Por hacer
Devuelve, sin cambios, cada línea de las entradas de abajo que contenga la palabra "slope".

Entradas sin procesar

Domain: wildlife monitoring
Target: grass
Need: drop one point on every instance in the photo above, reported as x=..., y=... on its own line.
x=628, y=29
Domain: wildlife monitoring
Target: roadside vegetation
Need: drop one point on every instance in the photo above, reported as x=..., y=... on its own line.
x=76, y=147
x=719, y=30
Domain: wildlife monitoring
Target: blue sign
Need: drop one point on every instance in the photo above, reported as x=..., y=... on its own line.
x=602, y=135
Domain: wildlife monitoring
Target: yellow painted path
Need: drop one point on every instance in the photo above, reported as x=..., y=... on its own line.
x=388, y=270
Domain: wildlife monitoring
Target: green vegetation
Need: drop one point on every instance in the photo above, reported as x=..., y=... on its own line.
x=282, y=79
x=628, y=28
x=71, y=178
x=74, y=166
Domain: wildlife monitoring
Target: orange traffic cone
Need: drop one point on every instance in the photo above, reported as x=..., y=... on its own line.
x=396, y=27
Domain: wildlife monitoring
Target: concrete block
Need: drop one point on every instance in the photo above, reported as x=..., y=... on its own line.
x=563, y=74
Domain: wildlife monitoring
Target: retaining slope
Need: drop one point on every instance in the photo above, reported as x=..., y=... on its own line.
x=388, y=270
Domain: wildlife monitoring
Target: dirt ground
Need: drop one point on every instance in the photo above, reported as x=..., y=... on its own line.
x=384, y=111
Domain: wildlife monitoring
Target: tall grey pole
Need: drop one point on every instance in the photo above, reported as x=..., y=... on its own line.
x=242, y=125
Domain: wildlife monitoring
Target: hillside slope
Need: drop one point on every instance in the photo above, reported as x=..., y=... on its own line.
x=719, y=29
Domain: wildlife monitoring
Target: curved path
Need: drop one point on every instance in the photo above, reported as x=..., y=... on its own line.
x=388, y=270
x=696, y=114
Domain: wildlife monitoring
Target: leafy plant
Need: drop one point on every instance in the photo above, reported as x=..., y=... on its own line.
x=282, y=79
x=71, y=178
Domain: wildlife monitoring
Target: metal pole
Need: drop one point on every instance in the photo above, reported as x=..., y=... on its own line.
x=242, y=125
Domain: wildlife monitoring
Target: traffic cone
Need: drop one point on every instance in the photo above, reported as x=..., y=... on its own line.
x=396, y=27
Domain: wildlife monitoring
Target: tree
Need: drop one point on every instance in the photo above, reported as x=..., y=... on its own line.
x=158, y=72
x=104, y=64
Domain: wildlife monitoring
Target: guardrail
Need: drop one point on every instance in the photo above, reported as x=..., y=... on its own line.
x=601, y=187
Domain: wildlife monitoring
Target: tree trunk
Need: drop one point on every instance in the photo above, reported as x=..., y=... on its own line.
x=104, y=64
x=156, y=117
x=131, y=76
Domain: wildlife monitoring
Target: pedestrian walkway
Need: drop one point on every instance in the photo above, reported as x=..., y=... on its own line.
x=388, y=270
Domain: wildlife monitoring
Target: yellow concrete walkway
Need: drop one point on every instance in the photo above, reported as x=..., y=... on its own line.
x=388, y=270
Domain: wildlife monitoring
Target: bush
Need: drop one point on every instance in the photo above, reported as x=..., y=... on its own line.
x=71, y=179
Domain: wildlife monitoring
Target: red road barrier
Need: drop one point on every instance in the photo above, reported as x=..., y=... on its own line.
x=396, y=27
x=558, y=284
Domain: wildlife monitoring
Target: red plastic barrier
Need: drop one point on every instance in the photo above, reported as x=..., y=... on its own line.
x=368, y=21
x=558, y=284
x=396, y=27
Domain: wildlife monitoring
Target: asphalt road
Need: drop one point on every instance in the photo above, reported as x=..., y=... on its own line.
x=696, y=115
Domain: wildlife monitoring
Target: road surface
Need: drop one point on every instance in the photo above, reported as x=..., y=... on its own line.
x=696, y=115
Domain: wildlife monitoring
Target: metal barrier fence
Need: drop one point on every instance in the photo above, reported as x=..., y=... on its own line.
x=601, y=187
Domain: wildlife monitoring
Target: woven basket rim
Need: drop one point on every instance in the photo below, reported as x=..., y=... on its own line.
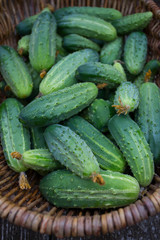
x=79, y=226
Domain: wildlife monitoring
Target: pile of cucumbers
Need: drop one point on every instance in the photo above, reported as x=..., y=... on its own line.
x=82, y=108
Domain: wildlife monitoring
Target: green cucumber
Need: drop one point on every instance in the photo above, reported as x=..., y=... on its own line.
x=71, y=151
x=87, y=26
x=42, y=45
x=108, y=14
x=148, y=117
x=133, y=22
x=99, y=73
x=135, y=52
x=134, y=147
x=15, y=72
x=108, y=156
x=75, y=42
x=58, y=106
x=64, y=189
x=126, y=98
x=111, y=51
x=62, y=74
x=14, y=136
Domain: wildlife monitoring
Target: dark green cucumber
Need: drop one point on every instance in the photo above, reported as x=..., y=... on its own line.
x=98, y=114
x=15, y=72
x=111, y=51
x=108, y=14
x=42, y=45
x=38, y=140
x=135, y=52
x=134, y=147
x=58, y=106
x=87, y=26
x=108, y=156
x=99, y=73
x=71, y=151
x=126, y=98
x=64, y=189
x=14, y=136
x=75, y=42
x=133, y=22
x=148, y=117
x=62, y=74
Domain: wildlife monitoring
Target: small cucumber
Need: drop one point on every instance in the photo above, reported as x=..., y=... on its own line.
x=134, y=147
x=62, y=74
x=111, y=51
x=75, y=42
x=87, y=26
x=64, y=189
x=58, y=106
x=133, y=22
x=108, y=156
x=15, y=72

...

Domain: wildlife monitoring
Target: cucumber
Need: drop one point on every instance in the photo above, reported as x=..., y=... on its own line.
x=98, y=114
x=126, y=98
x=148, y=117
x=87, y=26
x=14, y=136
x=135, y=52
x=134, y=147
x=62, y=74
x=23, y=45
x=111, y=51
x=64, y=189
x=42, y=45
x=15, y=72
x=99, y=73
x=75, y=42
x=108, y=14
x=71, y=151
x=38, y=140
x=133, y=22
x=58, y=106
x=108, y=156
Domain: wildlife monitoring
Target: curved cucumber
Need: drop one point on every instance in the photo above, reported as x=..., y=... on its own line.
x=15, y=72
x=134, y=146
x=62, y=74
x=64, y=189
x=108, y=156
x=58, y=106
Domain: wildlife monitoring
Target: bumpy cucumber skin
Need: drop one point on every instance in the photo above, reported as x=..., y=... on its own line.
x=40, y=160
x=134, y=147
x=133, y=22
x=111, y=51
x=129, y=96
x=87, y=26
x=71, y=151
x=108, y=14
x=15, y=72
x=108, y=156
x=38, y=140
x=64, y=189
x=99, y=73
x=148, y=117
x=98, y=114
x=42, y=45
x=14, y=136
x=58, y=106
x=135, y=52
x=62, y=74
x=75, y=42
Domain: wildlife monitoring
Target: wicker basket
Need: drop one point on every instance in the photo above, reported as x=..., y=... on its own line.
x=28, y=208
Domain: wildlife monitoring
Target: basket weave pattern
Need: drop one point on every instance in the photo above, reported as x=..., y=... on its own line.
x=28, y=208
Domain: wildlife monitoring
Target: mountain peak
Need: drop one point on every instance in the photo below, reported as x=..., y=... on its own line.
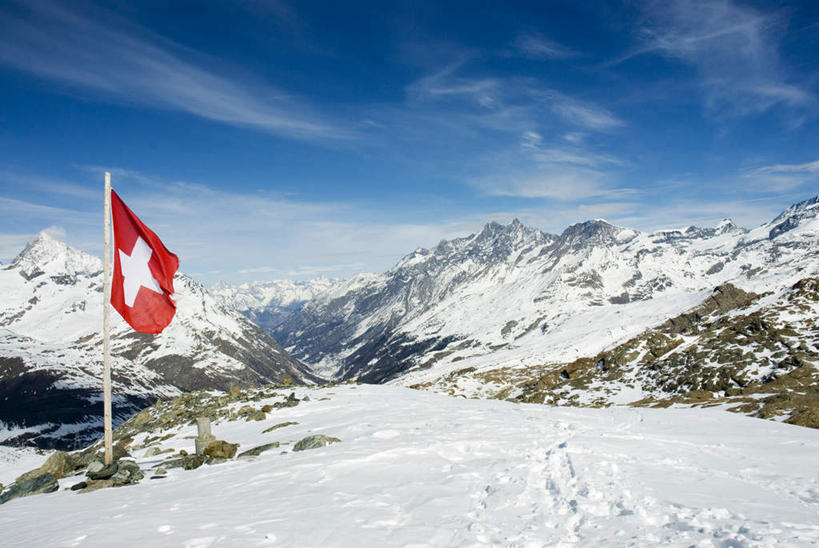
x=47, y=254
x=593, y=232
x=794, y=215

Tarea terminada
Target: retaining slope
Target: hillside slope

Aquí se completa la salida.